- GEKOZEN FRAGMENT

###

Mensenlevens gaan ook letterlijk verloren in een
vaak meedogenloze wereld. Het hier en nu vraagt
al onze aandacht. Slechts een kleine minderheid
meent dat er voorbij onze lichamelijke dood wel
degelijk consequenties kunnen vastzitten aan
een leven zonder God. Maar ook dan is er vaak
voorzichtigheid en terughoudendheid:
‘Er is een leven na de dood. Redding is dat
Jezus je dat geeft. Dat kan ook nu al in dit
leven zichtbaar zijn, er zijn glimpen van te zien.
Verloren gaan, dat is er zeker wel, maar ik ben
heel aarzelend om daar invulling aan te geven.
Het is niet een stok waar ik mensen mee om de
oren sla. Er zijn teksten waar het schuurt, maar
die wil ik wel echt lezen, ook de apocalyptische
stukken, die vragen echt om een keuze. Maar
wie dat betreft, dat laat ik liever open. Ik ga niet
uitspinnen wat er gebeurt als je tégen kiest,
maar ik probeer te laten zien wat er gebeurt als
je vóór kiest. Dat geeft perspectief, en hoop.’
(interview 8)

###

- OPGAVEN
1. Typ een deel van het fragment over verloren gaan woordelijk over. Begin bij "Verloren gaan, dat" en ga door tot en met "(interview 8)".
2. Noem alle woorden in het fragment over verloren gaan die eindigen op -heid.

- AANGELEVERDE GEGEVENS
###

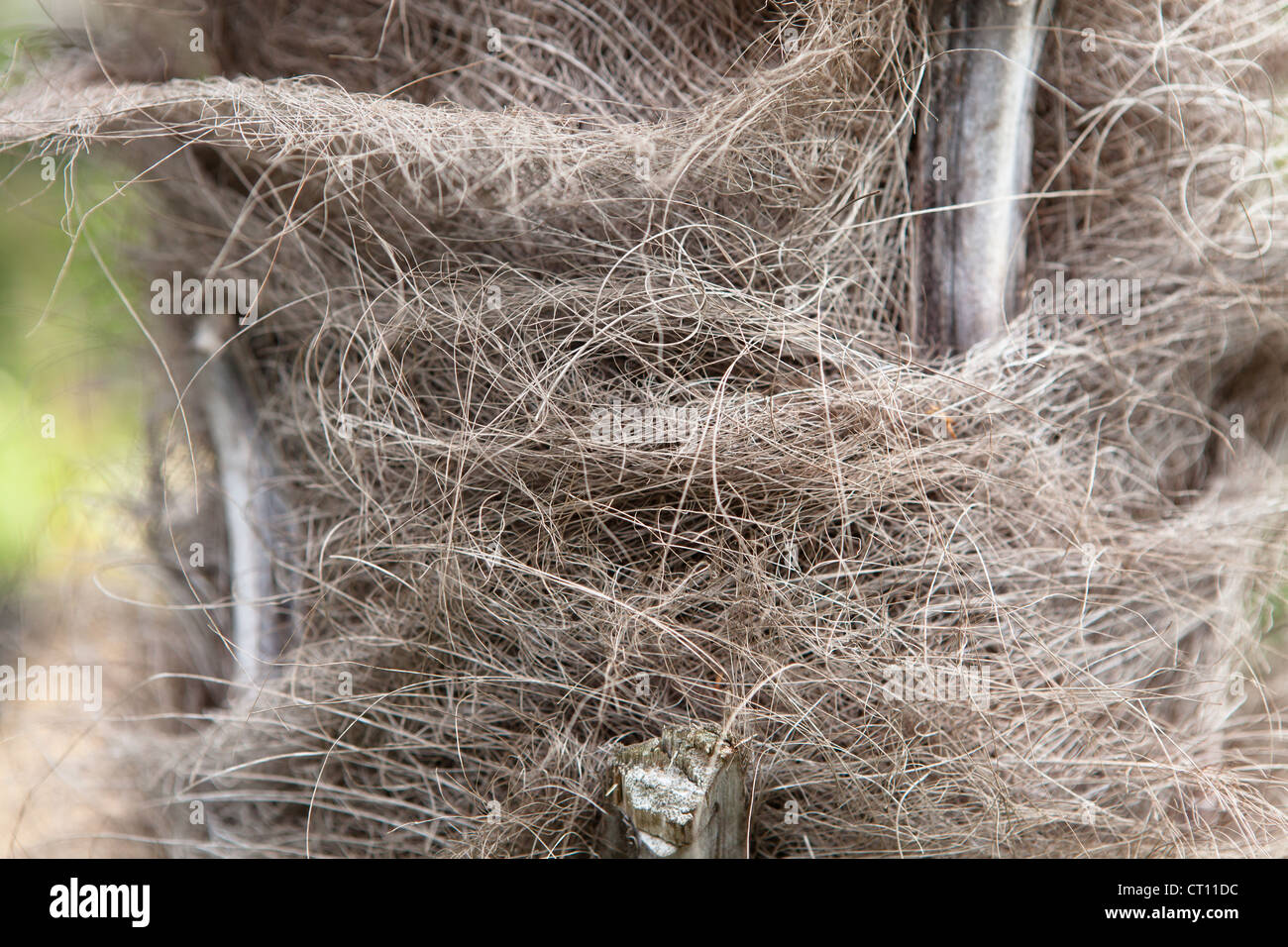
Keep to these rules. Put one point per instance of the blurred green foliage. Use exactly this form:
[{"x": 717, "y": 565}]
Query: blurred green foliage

###

- ANTWOORDEN OP VOLGORDE
1.
Verloren gaan, dat is er zeker wel, maar ik ben
heel aarzelend om daar invulling aan te geven.
Het is niet een stok waar ik mensen mee om de
oren sla. Er zijn teksten waar het schuurt, maar
die wil ik wel echt lezen, ook de apocalyptische
stukken, die vragen echt om een keuze. Maar
wie dat betreft, dat laat ik liever open. Ik ga niet
uitspinnen wat er gebeurt als je tégen kiest,
maar ik probeer te laten zien wat er gebeurt als
je vóór kiest. Dat geeft perspectief, en hoop.’
(interview 8)

2. De woorden zijn minderheid, voorzichtigheid en terughoudendheid.